INFORMATION SHOWN >>
_ _ _ _ _
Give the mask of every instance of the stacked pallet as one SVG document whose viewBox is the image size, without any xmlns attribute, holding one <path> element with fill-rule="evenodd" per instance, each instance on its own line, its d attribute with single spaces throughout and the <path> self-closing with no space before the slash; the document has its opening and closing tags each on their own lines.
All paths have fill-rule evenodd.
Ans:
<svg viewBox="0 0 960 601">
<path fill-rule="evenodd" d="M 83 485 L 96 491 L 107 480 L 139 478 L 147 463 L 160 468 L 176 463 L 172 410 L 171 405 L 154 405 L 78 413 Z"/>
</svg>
_ _ _ _ _
EXERCISE AIM >> Repeat all the lines above verbatim.

ANSWER AREA >>
Give the mask of every instance of the stacked pallet as one SVG document whose viewBox is the image size, without any xmlns attribute, holding one <path> element with fill-rule="evenodd" per instance, each instance on its own line, its d attribute with single spaces throughout and the <path> self-closing with no space before the slash; the document has its opening and closing tags each on their own lines.
All paths have fill-rule evenodd.
Ans:
<svg viewBox="0 0 960 601">
<path fill-rule="evenodd" d="M 83 485 L 96 491 L 107 480 L 139 478 L 147 463 L 160 468 L 176 463 L 172 410 L 171 405 L 154 405 L 78 413 Z"/>
</svg>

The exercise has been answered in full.